Pillole


Valeria Tonella Valeria Tonella

Dal volume N° 64

Il nuovo virus: il brevetermismo

 

C’è questo illuminante articolo di Annamaria Testa su Nuovoeutile.it che mi rassicura: la pandemia ci avrebbe (in teoria) “insegnato” che sopravvivere al “qui e ora” sia sufficiente. Che “svangarla” un problema alla volta è più che auspicabile. E siamo fisiologicamente preposti a farlo: il nostro cervello è impostato per affrontare soprattutto minacce chiare e immediate; non è per niente a suo agio quando il pericolo si fa non solo più insidioso, ma anche si protrae nel tempo. Di più: siamo più bravi ad affrontare minacce umane che non umane. Ve ne viene in mente una di recente?


Già prima del virus, la Testa individua nelle aziende e nella politica la propensione a non pensare più a lungo a termine (perché sui social ci vogliono risposte veloci, i risultati hanno cadenza trimestrale, il mercato è super, iper competitivo… e la tattica supera la strategia, l’urgenza scavalca l’importanza). Così succede di prendere decisioni affrettate, con dati parziali o non troppo verificati… e di pentirsene. Mettere la toppa e non pensa alle conseguenze di lunga durata: ecco il “brevetermismo”.
== == ==
• **COSE DA FARE**
1. Puoi riportare il testo sul brevetermismo da "Valeria Tonella Valeria" a "una di recente?", sostituendo "pericolo" con "rischio"?
2. Sapresti continuare il testo sul brevetermismo dopo la sua ultima frase?

• **ESTRATTI DEL DATASET**
== == ==
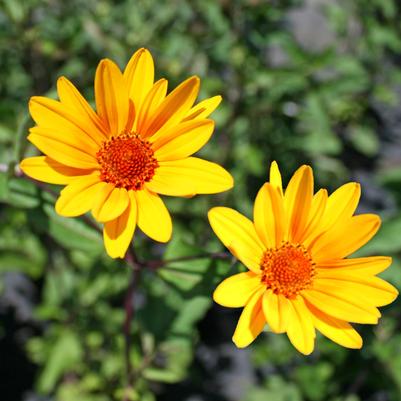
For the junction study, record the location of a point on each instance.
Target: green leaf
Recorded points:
(63, 356)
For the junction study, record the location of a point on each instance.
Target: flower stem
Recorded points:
(129, 315)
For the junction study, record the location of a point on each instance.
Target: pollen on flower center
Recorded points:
(287, 270)
(127, 161)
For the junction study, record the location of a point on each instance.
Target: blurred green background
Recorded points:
(316, 81)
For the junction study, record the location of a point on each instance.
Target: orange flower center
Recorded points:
(287, 270)
(127, 161)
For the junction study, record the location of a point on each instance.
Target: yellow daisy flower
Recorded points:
(299, 278)
(115, 161)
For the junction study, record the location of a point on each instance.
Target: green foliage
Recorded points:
(285, 99)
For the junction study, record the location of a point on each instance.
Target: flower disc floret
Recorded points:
(287, 270)
(127, 161)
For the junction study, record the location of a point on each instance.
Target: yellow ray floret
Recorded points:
(115, 161)
(299, 279)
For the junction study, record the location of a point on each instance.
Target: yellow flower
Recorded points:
(115, 162)
(299, 278)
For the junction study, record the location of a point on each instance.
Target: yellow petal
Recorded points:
(62, 150)
(313, 227)
(150, 104)
(371, 265)
(42, 168)
(189, 177)
(300, 329)
(184, 141)
(251, 321)
(337, 330)
(110, 203)
(70, 96)
(342, 306)
(236, 290)
(75, 139)
(341, 204)
(49, 113)
(118, 233)
(345, 238)
(275, 177)
(297, 201)
(78, 197)
(373, 290)
(111, 95)
(173, 107)
(276, 309)
(268, 215)
(139, 76)
(238, 234)
(203, 109)
(153, 217)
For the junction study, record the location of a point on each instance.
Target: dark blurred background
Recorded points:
(314, 81)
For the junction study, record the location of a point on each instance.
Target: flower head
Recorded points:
(299, 277)
(138, 144)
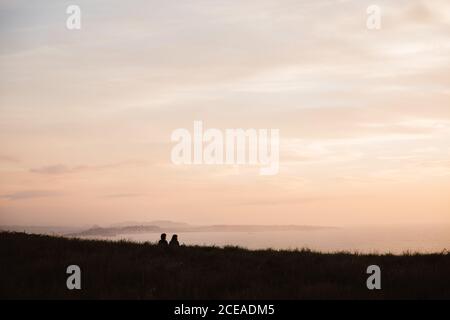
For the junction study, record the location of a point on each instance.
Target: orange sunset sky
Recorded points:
(86, 115)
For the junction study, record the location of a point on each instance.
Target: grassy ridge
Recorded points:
(34, 266)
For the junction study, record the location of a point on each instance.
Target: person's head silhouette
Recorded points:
(174, 240)
(163, 241)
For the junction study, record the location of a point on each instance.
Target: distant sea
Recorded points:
(423, 239)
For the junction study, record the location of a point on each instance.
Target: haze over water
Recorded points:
(423, 239)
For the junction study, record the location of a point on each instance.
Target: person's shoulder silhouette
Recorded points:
(174, 241)
(163, 241)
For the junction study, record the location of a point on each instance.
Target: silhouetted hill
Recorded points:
(34, 266)
(174, 227)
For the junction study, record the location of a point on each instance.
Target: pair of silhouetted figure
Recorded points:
(173, 242)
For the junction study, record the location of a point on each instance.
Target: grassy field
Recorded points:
(34, 266)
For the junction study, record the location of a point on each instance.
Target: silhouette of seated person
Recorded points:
(174, 241)
(163, 241)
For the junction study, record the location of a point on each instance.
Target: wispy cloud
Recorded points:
(30, 194)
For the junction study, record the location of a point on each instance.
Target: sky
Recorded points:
(86, 115)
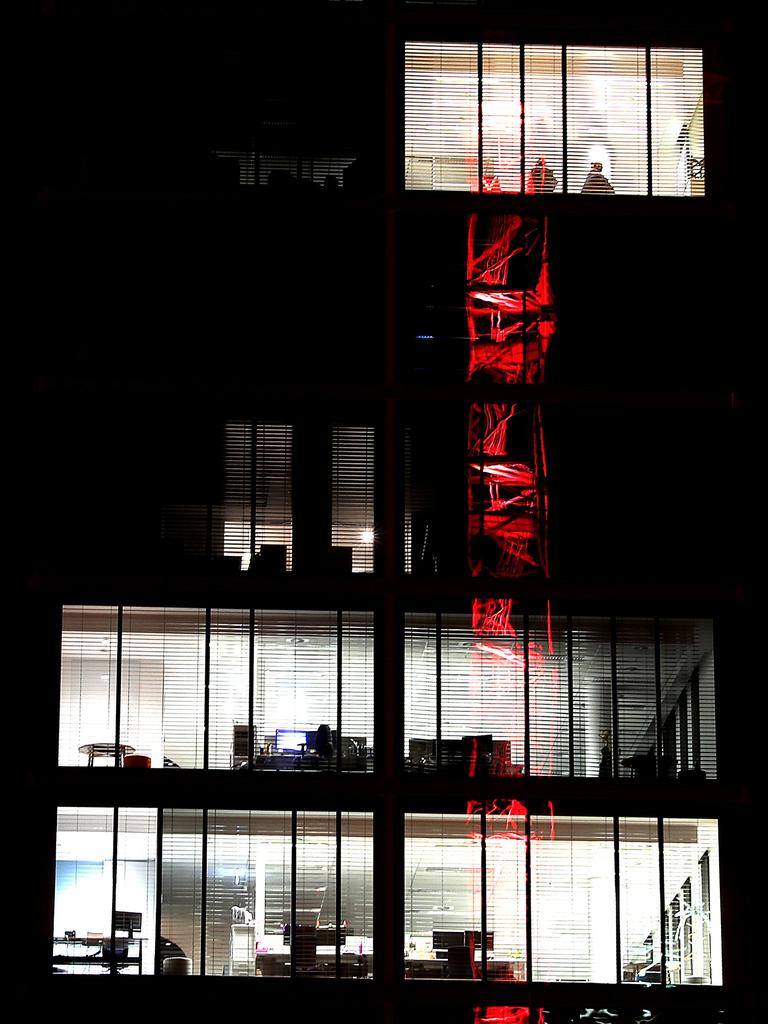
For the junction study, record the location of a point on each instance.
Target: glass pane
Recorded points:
(483, 717)
(249, 893)
(501, 118)
(88, 689)
(688, 697)
(544, 119)
(82, 909)
(607, 120)
(505, 859)
(442, 895)
(313, 945)
(420, 711)
(677, 122)
(691, 894)
(638, 871)
(357, 895)
(548, 674)
(180, 920)
(295, 696)
(352, 495)
(228, 689)
(573, 900)
(592, 698)
(441, 128)
(637, 698)
(357, 691)
(135, 892)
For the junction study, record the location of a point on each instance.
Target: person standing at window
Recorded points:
(596, 182)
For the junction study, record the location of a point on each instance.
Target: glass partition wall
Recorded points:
(584, 696)
(278, 690)
(501, 895)
(249, 893)
(510, 118)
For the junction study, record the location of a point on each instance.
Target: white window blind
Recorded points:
(352, 494)
(88, 687)
(257, 508)
(441, 116)
(607, 117)
(163, 684)
(228, 688)
(181, 885)
(544, 124)
(677, 122)
(501, 109)
(573, 900)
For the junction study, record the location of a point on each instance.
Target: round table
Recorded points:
(105, 751)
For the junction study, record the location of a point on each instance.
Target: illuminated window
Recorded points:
(510, 118)
(559, 696)
(587, 890)
(298, 683)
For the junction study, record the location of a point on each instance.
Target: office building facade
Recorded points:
(385, 589)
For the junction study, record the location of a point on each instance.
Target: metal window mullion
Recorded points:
(339, 682)
(617, 891)
(119, 687)
(528, 919)
(338, 894)
(648, 124)
(564, 82)
(207, 690)
(569, 658)
(438, 689)
(526, 697)
(657, 678)
(204, 893)
(479, 118)
(113, 909)
(662, 906)
(521, 58)
(613, 696)
(158, 888)
(483, 897)
(294, 841)
(251, 684)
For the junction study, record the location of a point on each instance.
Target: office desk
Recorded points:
(75, 952)
(105, 751)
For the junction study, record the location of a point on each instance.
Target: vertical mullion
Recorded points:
(338, 894)
(207, 690)
(521, 57)
(113, 910)
(657, 676)
(294, 840)
(251, 684)
(648, 124)
(613, 696)
(339, 680)
(158, 888)
(662, 907)
(526, 697)
(119, 687)
(479, 117)
(528, 921)
(438, 689)
(483, 897)
(617, 891)
(569, 656)
(564, 78)
(204, 894)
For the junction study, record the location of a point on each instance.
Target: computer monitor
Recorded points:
== == ==
• **RISPOSTE AI COMPITI**
1.
Valeria Tonella Valeria Tonella

Dal volume N° 64

Il nuovo virus: il brevetermismo

 

C’è questo illuminante articolo di Annamaria Testa su Nuovoeutile.it che mi rassicura: la pandemia ci avrebbe (in teoria) “insegnato” che sopravvivere al “qui e ora” sia sufficiente. Che “svangarla” un problema alla volta è più che auspicabile. E siamo fisiologicamente preposti a farlo: il nostro cervello è impostato per affrontare soprattutto minacce chiare e immediate; non è per niente a suo agio quando il rischio si fa non solo più insidioso, ma anche si protrae nel tempo. Di più: siamo più bravi ad affrontare minacce umane che non umane. Ve ne viene in mente una di recente?

2.
A mio avviso la Testa ci chiede uno sforzo non indifferente – ma indispensabile! Citando Ari Wallach e una sua Ted del 2016, ci ricorda di: primo, ragionare in termini transgenerazionali (come se la caverà la prossima generazione, se io faccio questo, questo e questo?); abbandonare la mentalità tecnocentrica, per la quale la tecnologia risolverà tutti i nostri problemi (abbiamo visto che, nonostante la tecnologia, un virus ci ha trovati impreparati); imparare di nuovo a ragionare in termini di “fine”, ovvero: quale scopo abbiamo e quali saranno le conseguenze anche quando noi non ci saremo più? Che non vuol dire “quando saremo morti”, ma anche “quando non lavoreremo più nella nostra azienda”, per dire. L’emergenza Covid c’è, permane; ma facciamo lo sforzo, inseriamola in un sistema che di problemi e opportunità è pieno zeppo.